* _Exercise objective_
Starting at the line below that contains "In the UI shown above, point me to the wrinkled", print each line through the end of the records exactly as it appears.

* _Records_
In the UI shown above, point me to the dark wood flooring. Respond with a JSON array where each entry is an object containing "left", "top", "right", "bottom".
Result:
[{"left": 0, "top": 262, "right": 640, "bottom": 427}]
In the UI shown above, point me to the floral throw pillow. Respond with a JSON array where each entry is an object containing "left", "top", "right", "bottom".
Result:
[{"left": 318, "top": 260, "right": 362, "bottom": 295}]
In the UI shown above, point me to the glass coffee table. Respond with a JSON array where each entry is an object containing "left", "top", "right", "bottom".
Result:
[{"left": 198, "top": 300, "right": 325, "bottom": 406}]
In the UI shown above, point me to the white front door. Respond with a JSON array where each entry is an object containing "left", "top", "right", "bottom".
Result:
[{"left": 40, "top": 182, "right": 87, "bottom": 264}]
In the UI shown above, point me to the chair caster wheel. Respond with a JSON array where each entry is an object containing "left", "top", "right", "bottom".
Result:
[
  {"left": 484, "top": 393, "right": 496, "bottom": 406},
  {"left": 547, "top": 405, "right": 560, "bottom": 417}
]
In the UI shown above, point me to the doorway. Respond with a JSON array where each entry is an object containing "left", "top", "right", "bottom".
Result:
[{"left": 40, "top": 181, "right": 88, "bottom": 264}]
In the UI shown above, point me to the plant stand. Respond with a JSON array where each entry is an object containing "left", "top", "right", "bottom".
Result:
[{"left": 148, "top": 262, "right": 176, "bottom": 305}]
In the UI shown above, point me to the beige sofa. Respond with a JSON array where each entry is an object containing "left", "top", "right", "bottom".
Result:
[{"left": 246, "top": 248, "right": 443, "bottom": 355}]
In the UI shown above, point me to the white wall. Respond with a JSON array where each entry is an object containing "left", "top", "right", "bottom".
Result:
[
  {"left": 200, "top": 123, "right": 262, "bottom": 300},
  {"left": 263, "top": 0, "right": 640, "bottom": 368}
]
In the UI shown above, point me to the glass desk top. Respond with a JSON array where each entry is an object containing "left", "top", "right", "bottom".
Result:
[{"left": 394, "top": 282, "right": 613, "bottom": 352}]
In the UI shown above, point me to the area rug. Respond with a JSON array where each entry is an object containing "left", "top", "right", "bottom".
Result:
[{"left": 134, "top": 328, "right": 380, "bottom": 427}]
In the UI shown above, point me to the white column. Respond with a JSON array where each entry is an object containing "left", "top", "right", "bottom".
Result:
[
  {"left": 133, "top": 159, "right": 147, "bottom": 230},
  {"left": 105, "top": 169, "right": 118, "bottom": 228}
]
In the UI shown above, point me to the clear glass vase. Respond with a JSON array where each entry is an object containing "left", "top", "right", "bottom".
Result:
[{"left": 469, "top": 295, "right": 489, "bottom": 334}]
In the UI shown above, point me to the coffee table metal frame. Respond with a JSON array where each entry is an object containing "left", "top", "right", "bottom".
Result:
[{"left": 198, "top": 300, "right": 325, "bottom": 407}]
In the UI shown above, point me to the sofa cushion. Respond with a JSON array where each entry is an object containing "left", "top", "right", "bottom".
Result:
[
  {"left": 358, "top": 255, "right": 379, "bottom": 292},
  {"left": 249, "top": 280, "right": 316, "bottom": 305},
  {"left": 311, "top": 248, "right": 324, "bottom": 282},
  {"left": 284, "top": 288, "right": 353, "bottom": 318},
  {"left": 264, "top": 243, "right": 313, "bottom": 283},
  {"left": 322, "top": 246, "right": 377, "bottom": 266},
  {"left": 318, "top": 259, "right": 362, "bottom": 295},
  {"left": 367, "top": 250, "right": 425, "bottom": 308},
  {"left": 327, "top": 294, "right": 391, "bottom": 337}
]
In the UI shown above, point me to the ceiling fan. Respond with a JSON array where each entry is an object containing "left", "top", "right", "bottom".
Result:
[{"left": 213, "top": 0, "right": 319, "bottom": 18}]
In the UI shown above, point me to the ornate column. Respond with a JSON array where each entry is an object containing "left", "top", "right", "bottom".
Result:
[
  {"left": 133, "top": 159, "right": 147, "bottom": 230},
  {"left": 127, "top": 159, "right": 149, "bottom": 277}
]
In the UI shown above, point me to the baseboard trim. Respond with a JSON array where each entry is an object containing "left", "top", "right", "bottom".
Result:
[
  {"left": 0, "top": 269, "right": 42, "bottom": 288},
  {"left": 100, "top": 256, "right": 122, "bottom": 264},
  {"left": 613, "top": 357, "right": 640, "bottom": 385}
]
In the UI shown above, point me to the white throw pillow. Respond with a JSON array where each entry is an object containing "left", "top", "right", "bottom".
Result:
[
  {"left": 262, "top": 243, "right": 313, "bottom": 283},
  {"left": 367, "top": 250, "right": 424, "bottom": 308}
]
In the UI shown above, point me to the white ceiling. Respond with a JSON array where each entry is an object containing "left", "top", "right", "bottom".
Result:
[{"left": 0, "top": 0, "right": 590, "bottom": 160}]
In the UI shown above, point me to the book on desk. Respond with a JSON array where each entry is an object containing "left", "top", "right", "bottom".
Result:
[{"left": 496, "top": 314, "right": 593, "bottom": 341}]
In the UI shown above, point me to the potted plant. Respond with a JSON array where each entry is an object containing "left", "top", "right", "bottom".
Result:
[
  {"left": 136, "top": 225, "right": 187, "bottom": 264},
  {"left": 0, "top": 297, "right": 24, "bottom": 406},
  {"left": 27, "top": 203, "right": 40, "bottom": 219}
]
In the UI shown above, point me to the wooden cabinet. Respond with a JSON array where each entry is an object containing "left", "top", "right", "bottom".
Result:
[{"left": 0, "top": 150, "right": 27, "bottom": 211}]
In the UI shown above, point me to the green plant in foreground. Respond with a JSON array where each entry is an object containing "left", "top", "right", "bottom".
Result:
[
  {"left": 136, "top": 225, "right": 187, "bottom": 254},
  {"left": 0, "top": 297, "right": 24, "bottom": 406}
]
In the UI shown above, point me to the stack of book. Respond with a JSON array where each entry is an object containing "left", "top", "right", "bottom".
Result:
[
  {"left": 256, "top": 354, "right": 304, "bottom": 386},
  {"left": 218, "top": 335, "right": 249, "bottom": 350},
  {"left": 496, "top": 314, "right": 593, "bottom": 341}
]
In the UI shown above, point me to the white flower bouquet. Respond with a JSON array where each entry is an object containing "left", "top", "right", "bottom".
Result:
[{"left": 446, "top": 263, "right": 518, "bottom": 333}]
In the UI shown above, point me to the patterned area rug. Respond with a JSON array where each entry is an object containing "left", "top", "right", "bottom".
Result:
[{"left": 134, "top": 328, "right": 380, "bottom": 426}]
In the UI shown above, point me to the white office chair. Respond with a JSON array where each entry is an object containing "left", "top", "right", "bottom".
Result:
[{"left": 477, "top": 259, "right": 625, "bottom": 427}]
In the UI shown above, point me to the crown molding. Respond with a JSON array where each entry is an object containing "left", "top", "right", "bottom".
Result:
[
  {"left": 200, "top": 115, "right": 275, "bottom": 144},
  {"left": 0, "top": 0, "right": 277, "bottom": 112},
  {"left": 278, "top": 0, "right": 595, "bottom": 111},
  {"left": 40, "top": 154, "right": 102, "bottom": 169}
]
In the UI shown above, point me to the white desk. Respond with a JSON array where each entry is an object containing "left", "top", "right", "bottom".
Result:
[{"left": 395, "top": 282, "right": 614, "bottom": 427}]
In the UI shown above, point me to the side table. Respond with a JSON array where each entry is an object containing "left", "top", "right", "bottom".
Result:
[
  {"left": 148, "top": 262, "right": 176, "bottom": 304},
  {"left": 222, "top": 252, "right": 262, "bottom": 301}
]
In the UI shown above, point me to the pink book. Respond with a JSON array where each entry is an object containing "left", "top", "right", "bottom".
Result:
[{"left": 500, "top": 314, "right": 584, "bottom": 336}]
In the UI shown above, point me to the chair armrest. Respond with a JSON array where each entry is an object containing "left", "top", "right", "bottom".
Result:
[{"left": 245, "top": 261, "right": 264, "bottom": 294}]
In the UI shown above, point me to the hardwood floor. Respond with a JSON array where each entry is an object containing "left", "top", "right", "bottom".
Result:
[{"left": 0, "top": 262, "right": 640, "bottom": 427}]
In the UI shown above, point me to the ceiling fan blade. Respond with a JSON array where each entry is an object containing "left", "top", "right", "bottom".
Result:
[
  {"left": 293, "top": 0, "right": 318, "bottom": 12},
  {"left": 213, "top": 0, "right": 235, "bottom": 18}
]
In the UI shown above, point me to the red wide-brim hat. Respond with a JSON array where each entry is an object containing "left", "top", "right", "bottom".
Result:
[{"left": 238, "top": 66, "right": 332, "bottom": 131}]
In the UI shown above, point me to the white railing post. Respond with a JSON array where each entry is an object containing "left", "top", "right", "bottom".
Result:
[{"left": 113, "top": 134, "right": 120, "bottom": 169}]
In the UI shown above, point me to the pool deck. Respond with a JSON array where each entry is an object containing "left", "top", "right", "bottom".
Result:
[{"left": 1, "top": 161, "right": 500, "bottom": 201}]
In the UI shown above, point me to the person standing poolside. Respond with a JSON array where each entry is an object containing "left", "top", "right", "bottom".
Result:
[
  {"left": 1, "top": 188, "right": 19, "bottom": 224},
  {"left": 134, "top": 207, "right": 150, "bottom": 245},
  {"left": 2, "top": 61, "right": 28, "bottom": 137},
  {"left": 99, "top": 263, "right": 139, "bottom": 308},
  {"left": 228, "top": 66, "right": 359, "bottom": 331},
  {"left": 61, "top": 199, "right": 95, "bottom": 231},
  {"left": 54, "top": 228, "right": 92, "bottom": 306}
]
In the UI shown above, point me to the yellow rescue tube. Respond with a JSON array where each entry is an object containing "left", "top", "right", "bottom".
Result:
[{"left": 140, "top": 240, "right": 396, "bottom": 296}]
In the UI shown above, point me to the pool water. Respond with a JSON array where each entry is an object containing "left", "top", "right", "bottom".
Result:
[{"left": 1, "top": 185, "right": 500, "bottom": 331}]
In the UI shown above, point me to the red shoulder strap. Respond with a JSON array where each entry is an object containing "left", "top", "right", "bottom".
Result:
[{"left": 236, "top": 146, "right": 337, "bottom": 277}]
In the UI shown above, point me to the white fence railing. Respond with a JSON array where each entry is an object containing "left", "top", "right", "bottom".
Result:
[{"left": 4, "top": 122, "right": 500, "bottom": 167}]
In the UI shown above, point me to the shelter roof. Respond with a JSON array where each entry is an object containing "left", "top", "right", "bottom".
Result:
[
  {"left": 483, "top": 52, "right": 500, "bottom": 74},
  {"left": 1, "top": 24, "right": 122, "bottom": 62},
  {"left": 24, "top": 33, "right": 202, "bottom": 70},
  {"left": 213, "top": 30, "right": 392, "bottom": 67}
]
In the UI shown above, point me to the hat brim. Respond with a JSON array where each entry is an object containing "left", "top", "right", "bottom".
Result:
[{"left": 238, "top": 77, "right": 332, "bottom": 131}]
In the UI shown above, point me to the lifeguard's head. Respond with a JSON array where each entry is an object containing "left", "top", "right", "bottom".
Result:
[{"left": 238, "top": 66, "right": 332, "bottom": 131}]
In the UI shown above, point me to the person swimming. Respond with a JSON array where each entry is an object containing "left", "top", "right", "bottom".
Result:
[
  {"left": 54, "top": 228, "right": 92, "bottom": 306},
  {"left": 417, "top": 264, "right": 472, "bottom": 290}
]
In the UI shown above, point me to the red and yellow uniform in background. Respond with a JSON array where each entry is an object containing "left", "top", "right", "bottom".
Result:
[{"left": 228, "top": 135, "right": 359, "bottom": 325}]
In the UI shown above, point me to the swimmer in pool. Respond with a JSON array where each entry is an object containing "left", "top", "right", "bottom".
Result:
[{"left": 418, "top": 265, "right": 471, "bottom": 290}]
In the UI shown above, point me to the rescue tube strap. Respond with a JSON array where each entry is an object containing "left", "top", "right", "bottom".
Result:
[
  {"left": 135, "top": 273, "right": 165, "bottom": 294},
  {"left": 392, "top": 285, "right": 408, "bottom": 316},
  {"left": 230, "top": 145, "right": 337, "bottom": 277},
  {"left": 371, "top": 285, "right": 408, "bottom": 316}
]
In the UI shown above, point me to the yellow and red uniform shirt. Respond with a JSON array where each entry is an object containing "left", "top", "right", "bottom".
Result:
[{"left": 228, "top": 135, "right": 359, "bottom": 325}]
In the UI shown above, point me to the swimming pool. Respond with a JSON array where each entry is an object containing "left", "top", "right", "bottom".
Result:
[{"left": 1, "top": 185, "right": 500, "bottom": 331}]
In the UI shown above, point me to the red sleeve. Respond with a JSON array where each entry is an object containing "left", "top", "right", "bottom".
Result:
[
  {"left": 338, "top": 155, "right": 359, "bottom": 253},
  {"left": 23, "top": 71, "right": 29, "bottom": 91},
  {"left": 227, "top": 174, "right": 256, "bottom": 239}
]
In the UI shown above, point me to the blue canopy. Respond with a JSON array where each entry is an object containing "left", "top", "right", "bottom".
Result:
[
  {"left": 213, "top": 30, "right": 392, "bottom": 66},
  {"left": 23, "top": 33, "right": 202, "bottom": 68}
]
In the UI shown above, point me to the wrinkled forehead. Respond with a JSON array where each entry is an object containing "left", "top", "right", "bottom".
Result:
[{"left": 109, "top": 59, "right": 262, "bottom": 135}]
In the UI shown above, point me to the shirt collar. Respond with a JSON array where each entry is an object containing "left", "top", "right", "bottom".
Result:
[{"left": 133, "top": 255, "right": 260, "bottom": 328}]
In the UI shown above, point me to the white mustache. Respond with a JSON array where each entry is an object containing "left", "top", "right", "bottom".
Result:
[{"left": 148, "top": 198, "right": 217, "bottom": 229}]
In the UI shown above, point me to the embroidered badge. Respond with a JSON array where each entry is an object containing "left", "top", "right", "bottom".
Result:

* _Exercise output_
In the UI shown above, point me to the wrinkled forehead. Respond with a JSON array where each entry is an object containing "left", "top", "right", "bottom".
Result:
[{"left": 109, "top": 59, "right": 262, "bottom": 135}]
In the UI shown above, point me to the shirt collar. Respond with a JSON array where each entry is an object containing "left", "top", "right", "bottom".
Result:
[{"left": 133, "top": 255, "right": 260, "bottom": 328}]
In the UI shown above, point me to the white mustache. Respond with a JSON array where each entry is an object containing "left", "top", "right", "bottom".
Result:
[{"left": 148, "top": 198, "right": 217, "bottom": 229}]
In the UI shown above, point me to the embroidered badge. Respond with a JSON array where each entry is an object containing "left", "top", "right", "bottom".
Result:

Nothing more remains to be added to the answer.